▸ Given problem
From the piece on the Raoul Wallenberg investigation, quote the passage that begins with the words containing "Raoul Wallenberg –" and ends with "Raoul Wallenberg investigation.".

▸ Selection
Begin
Raoul Wallenberg – or another Swede?

As we all know, sound decision making depends on good information and in-depth analysis. Unfortunately, over long stretches of time the Raoul Wallenberg investigation has enjoyed neither. The question is: Was the failure to implement a systematic research approach and to correlate important details in any way intentional or simply due to overwhelming Cold War pressures? Or both?

The answer may lie in the fine print of a report released in 2003 by the so-called Eliasson Commission, which investigated the Swedish Foreign Policy Establishment’s handling of the Raoul Wallenberg case since 1945. The Commission stated that, due to time restrictions, it had to omit from its deliberations a sensitive topic: The fate of other Swedish citizens in Soviet captivity since 1945 and the possible implications for the Raoul Wallenberg investigation.

The importance of the subject is made clear by newly published records from the former Soviet Ministry of State Security (MGB) in Moscow. According to Wallenberg expert Vadim Birstein, statistics for the year 1948 list at least four Swedish nationals held under MGB investigation (meaning they had not yet been convicted), three of them for espionage. No names or case histories have been released and it is not known if Raoul Wallenberg’s name is among them. Investigators can make educated guesses as to who these men might be, but only the Russians can provide a positive identification.

Interestingly, it is not known exactly how many Swedes were held in the Soviet Union after World War II. Estimates range from 200 to 500 people.
End
Segmentation labeling items:
Begin
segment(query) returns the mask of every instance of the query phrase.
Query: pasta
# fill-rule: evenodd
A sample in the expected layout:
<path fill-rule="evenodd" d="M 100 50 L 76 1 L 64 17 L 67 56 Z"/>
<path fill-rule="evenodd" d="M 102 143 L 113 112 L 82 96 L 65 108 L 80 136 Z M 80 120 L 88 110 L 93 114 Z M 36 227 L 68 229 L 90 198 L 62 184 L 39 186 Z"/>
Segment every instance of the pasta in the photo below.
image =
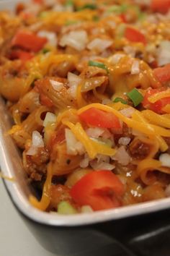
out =
<path fill-rule="evenodd" d="M 169 196 L 170 2 L 139 2 L 32 0 L 0 12 L 0 93 L 39 210 Z"/>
End
▸ Full answer
Raoul Wallenberg – or another Swede?

As we all know, sound decision making depends on good information and in-depth analysis. Unfortunately, over long stretches of time the Raoul Wallenberg investigation has enjoyed neither. The question is: Was the failure to implement a systematic research approach and to correlate important details in any way intentional or simply due to overwhelming Cold War pressures? Or both?

The answer may lie in the fine print of a report released in 2003 by the so-called Eliasson Commission, which investigated the Swedish Foreign Policy Establishment’s handling of the Raoul Wallenberg case since 1945. The Commission stated that, due to time restrictions, it had to omit from its deliberations a sensitive topic: The fate of other Swedish citizens in Soviet captivity since 1945 and the possible implications for the Raoul Wallenberg investigation.